_Extrait à lire_.
Les missions de l’EOH s’étendent sur tout le territoire ?

Nous souhaitons conserver le maillage sur l’ensemble du territoire. Les sites de Montmorillon et de Lusignan sont intégrés à nos activités depuis longtemps déjà. Avec la fusion, l’équipe de l’ancien Groupe hospitalier Nord Vienne, constituée d’une infirmière et d’un praticien, a rejoint l’EOH. Notre collaboration se déroule très bien. Nous nous retrouvons lors de réunions hebdomadaires afin d’avancer dans la même direction tout en tenant compte de l’existant sur les différents sites. J’y suis très attentive au regard de mes années d’exercice sur le site de Châtellerault et de Loudun.

Avez-vous des projets pour le service ?

Nous souhaitons développer de nouveaux outils de surveillance des infections et impliquer les praticiens dans cette surveillance (infections du site opératoire, infections liées aux cathéters, infections virales nosocomiales qui sont peu décrites dans les établissements de santé…). Nous souhaitons également mieux intégrer les problématiques environnementales dans les choix que nous effectuons notamment sur les produits et les techniques d’entretien des locaux. Nous avons ainsi entamé des expériences en Ehpad et à la maternité afin d’adapter les pratiques d’entretien des locaux sur ces secteurs. Nous souhaitons également déployer de nouveaux outils pédagogiques pour les professionnels : capsules vidéo, formation par simulation… Nous avons été fortement mobilisés par la covid-19 au cours de ces 18 derniers mois et nous avons également besoin de nous recentrer sur tout ce que nous avons laissé de côté pendant cette période. Nous avons été obligés d’abandonner nos activités quotidiennes mêmes si nous avons essayé de rattraper les choses quand il y avait un moment d’accalmie. Le point positif c’est que cette crise nous aura permis de renforcer nos liens les professionnels au sein des différents services de l’institution, c’est effectivement ce qui a été souligné par la HAS lors de la visite de certification. Les échanges avec les services, c’est ce qui fait la richesse de notre métier et nous conforte chaque jour dans nos missions.

Vous êtes également présidente du CLIN. Qu’est-ce que le CLIN ?

Le CLIN émane de la commission médicale d’établissement (CME) et a été créé au CHU de Poitiers en 1992. Son rôle est de coordonner la politique de surveillance et de prévention des infections nosocomiales au sein de notre établissement. Le CLIN est composé de médecins de différentes spécialités, de pharmaciens, de microbiologistes, de médecins du travail, de cadres de santé, d’infirmiers, d’ingénieurs biomédicaux mais également de représentants de la Direction. Il y a des représentants de chaque par pôle ce qui nous amène à une quarantaine de membres environ. Nous nous réunissons quatre fois par an afin de communiquer nos données de surveillance et celles issues des évaluations des pratiques. Ces rencontrent nous permettent également de proposer des plans d’actions et de valider les protocoles institutionnels. Je tiens à souligner le travail et l’investissement des professionnels qui composent ce comité depuis ces nombreuses années.

_Lignes_.
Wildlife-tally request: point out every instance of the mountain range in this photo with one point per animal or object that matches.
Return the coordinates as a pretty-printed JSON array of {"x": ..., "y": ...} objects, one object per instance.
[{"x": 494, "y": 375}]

--

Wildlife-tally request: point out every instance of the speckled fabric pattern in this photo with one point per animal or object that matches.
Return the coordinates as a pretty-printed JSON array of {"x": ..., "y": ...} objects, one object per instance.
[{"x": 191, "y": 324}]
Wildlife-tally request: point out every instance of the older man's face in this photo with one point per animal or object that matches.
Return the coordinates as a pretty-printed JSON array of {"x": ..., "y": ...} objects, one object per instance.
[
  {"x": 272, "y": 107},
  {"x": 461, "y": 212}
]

_Votre objectif_.
D'après l'extrait à lire, de quelles catégories de personnes le CLIN est-il composé ? Donnez-les toutes.

_Solution ci-dessous_.
- médecins de différentes spécialités
- pharmaciens
- microbiologistes
- médecins du travail
- cadres de santé
- infirmiers
- ingénieurs biomédicaux
- représentants de la Direction